Stored entries:
=-=-=-=-=

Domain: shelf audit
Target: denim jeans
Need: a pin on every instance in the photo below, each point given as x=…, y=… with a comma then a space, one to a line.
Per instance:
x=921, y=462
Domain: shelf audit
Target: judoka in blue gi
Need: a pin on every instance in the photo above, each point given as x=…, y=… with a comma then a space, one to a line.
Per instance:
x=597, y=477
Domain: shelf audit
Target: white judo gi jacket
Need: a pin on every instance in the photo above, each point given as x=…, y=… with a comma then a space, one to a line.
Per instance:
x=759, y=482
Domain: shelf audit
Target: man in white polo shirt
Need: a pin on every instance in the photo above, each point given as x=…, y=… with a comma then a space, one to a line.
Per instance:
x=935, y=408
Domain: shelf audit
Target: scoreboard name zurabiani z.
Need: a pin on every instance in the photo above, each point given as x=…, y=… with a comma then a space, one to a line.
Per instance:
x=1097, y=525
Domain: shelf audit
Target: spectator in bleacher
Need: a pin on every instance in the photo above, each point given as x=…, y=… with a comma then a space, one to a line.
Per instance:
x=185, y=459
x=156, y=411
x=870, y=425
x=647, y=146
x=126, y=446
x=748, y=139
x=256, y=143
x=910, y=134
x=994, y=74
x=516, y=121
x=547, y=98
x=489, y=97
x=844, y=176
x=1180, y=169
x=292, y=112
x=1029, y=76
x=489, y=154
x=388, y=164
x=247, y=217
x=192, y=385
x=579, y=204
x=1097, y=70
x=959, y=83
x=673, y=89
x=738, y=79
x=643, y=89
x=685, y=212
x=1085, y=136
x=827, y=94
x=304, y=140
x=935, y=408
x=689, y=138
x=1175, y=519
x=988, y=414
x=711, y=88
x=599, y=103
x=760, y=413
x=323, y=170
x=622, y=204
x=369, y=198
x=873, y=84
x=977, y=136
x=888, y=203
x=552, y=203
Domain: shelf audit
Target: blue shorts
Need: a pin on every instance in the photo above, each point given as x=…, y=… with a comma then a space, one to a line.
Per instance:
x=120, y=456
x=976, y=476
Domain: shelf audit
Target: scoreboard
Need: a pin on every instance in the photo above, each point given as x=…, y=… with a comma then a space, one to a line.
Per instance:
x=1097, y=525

=-=-=-=-=

# [Exercise description]
What you write must be the entries restated word for word, from the opening line through the one holding "Target: judoka in blue gi", with nothing else.

# [Task result]
Domain: shelf audit
Target: denim jeans
Need: a pin on every instance in the photo below, each point given as x=…, y=… with a comma then a space, one to a line.
Per instance:
x=921, y=462
Domain: shelf audit
Target: judoka in blue gi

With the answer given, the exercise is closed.